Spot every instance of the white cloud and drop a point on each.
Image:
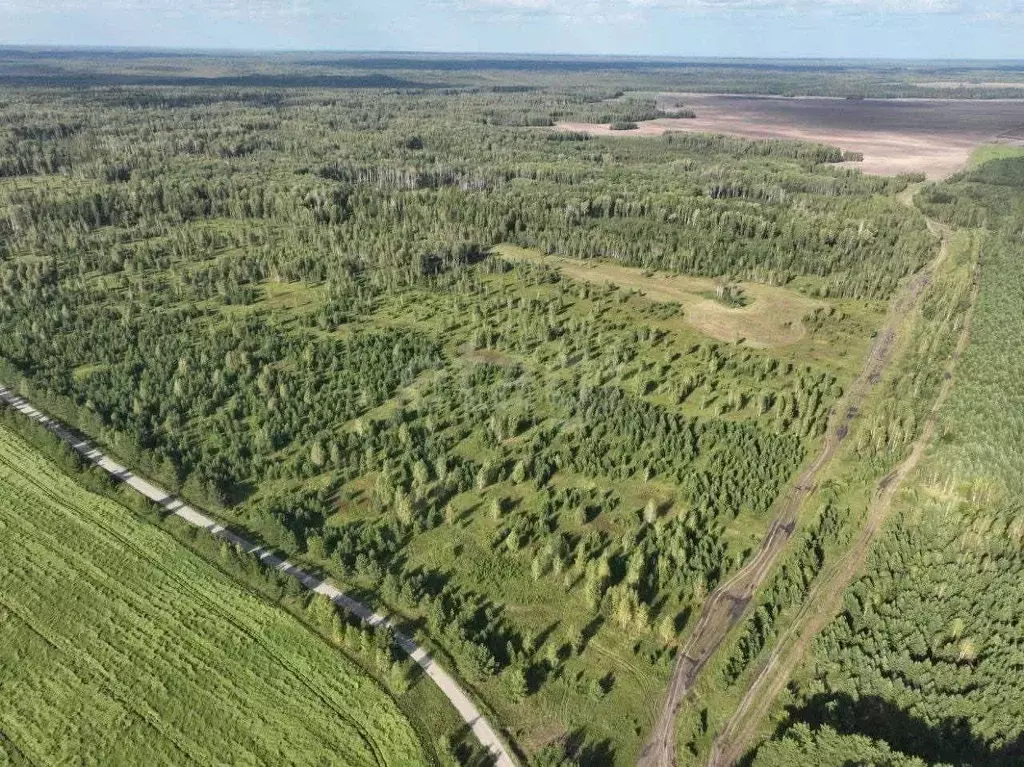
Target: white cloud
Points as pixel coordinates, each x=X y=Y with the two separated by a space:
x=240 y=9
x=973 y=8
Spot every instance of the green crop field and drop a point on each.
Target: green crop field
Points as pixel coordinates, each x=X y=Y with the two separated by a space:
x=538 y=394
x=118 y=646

• • • •

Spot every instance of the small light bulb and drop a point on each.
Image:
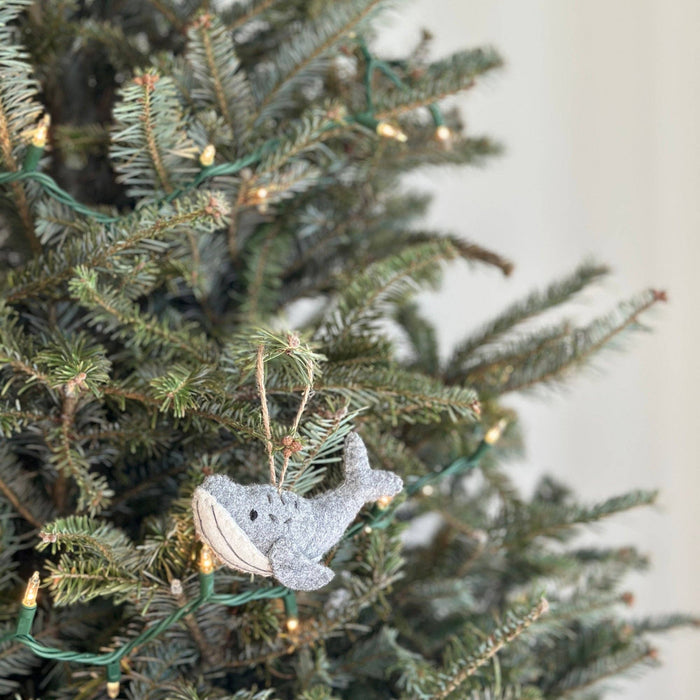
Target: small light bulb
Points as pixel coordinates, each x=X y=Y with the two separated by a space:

• • • •

WHAT THE TASK REQUIRES =>
Print everything from the line containing "Spot every instance of the white" down to the line containing "x=118 y=646", both included, without changing anything in the data. Leave out the pictures.

PROBLEM SOLUTION =>
Spot every instance of the white cloud and drop a point on each.
Image:
Target: white cloud
Points as pixel coordinates, each x=X y=Y with the two separated by a space:
x=240 y=9
x=973 y=8
Spot every instance of the green crop field and drop a point on each.
Target: green crop field
Points as pixel coordinates, each x=X y=Y with the two separated by a space:
x=538 y=394
x=118 y=646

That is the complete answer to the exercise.